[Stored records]

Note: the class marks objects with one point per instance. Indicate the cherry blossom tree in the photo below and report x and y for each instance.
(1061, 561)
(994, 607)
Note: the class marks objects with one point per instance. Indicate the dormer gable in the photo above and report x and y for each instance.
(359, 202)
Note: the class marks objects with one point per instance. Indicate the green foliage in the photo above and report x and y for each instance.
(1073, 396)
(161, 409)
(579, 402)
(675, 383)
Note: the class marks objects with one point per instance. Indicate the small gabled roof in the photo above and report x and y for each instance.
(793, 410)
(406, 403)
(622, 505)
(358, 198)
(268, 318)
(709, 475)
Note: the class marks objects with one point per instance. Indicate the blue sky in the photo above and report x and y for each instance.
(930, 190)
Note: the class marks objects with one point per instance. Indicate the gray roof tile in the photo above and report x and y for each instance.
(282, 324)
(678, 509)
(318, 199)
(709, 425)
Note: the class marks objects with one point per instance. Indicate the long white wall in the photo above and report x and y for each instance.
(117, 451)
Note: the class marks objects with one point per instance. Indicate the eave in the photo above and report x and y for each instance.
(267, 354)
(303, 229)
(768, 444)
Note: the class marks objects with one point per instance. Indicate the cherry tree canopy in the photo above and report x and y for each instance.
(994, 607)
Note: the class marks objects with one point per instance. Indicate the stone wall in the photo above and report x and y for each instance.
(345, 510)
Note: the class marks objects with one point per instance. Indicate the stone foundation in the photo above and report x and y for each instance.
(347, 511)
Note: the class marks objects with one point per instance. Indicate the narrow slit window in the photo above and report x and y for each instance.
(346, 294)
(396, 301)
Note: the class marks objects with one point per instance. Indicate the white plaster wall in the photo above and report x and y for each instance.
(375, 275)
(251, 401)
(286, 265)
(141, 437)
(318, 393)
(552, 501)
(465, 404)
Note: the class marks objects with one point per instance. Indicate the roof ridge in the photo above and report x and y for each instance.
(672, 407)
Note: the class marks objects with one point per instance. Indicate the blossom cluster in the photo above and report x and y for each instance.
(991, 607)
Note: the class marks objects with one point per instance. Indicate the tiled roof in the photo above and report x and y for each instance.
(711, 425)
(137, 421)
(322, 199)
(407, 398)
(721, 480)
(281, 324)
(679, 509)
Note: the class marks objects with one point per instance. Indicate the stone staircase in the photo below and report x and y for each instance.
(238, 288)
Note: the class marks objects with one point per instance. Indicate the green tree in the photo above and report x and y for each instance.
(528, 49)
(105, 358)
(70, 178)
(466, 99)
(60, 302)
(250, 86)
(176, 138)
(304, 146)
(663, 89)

TASK PROMPT:
The output consists solely of the lines from the line that contains "Indicate the roof" through the final line of the data.

RESPONSE BELOW:
Note: the class marks objects with one point per instance. Indicate the roof ridge in the photo above and report x and y for each instance.
(672, 407)
Note: the class marks objects with one point per instance. Indicate the blossom cluster in the photo above and report x and y for each instance.
(991, 607)
Note: the class marks objects with one point per instance. Indicate the tiled roof in the photo above and report x and y for each instance.
(711, 425)
(137, 421)
(322, 199)
(407, 398)
(721, 480)
(281, 324)
(679, 509)
Note: the class marks objects with one point per instance. Indicate the stone staircase in the photo below and report x and y for each instance.
(238, 288)
Note: the class marks objects with one point per instance. Indicate the green tree in the photo above and report x and y for each instance.
(528, 49)
(105, 358)
(70, 178)
(466, 99)
(60, 302)
(250, 86)
(176, 138)
(304, 146)
(663, 89)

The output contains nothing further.